Collected data entries:
>>>>>
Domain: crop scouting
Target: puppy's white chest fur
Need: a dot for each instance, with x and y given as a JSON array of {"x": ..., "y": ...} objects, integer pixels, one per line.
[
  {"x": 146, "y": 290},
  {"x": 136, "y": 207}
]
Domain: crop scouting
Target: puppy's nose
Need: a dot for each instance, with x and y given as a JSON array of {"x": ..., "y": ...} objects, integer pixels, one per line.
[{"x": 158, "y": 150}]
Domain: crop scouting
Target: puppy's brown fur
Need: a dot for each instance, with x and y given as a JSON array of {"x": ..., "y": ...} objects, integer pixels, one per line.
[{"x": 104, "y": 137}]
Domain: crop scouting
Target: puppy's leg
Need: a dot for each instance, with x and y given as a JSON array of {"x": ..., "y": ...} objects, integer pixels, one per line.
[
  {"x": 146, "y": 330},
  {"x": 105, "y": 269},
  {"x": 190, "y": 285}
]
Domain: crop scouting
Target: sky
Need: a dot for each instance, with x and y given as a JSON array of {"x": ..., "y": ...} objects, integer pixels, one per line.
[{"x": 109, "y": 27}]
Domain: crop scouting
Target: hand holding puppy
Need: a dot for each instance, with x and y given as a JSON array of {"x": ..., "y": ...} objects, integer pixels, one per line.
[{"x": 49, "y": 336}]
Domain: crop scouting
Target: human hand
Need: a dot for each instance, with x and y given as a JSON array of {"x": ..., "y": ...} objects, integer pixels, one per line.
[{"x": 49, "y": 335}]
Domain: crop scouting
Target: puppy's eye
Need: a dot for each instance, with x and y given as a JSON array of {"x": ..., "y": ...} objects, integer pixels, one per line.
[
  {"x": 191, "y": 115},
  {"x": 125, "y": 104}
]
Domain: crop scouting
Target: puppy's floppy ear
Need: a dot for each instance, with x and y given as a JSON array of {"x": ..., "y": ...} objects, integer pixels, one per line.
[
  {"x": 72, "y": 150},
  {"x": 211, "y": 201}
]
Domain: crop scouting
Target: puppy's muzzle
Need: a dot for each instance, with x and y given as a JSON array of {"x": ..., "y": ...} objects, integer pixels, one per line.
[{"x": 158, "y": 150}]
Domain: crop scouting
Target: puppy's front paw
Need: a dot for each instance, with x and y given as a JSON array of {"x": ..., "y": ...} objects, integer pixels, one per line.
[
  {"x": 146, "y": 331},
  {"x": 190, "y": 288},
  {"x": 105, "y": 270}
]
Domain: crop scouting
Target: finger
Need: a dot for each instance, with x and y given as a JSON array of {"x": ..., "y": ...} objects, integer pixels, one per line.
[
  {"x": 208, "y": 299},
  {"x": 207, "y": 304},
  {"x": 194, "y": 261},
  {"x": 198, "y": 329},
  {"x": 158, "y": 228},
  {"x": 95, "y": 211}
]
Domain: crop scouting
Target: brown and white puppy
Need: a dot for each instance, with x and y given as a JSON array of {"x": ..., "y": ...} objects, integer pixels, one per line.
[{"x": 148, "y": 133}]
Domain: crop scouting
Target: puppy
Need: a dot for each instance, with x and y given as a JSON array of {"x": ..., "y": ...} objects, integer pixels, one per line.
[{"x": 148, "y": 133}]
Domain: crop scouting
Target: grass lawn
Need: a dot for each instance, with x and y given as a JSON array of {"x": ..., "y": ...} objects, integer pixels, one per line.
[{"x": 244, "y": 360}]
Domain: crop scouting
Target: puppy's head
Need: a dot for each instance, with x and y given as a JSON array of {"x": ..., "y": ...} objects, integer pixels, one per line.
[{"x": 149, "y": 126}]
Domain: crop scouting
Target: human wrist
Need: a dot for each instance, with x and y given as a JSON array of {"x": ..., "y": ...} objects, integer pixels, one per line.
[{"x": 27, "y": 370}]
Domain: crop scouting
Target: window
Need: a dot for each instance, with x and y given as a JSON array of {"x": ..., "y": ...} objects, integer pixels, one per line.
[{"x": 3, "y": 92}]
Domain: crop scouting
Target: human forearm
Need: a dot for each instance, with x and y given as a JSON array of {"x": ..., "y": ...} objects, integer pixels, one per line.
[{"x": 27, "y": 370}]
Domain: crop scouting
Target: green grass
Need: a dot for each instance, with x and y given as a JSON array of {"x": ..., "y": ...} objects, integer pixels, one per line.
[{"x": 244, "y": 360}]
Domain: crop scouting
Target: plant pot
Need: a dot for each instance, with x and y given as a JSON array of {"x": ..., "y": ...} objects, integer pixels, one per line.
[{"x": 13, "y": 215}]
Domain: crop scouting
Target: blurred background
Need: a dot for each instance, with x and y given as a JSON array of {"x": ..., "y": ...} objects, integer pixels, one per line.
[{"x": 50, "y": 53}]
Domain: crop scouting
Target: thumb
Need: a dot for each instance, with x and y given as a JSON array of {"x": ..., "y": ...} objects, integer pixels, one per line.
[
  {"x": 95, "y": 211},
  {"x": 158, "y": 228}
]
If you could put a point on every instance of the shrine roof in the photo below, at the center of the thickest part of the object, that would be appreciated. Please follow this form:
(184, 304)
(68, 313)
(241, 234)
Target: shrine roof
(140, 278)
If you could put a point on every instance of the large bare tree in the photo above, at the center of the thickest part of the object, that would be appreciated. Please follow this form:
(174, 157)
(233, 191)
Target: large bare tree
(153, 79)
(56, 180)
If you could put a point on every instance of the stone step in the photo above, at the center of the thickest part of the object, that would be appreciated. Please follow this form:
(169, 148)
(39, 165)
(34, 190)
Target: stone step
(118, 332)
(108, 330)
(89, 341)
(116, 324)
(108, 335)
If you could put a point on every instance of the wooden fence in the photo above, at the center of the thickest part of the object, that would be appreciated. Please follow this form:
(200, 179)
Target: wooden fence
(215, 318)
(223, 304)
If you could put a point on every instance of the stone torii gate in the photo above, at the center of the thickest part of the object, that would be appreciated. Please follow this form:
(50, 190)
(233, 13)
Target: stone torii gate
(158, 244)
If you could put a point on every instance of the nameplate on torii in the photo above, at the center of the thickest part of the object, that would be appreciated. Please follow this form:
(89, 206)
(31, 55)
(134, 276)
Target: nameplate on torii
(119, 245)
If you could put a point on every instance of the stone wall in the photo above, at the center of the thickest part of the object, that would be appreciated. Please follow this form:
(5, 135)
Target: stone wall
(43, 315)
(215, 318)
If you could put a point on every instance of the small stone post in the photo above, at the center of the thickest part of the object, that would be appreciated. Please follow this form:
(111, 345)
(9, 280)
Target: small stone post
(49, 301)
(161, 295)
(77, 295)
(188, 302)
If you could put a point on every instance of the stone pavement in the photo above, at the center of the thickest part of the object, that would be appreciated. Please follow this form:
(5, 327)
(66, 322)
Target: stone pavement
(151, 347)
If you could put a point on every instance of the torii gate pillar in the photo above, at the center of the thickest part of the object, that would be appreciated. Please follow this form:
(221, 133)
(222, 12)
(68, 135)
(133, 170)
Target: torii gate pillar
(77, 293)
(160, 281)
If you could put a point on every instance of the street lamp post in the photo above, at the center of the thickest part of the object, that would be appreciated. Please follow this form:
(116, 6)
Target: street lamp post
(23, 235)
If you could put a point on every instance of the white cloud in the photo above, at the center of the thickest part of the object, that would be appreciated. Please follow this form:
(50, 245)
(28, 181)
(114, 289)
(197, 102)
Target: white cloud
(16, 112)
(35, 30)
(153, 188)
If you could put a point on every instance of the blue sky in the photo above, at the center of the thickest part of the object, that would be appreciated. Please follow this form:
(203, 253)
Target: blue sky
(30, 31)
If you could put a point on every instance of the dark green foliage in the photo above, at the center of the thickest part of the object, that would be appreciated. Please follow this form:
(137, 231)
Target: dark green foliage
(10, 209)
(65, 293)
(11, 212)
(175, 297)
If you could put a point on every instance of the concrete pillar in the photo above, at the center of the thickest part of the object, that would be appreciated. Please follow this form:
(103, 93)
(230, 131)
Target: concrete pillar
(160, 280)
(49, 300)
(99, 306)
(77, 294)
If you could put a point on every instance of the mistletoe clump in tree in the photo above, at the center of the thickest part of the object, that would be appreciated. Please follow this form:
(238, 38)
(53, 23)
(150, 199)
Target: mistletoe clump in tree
<<<<<
_What to do_
Some lines above may contain the string "puppy". State how many of them the records have, and nothing more.

_Exercise solution_
12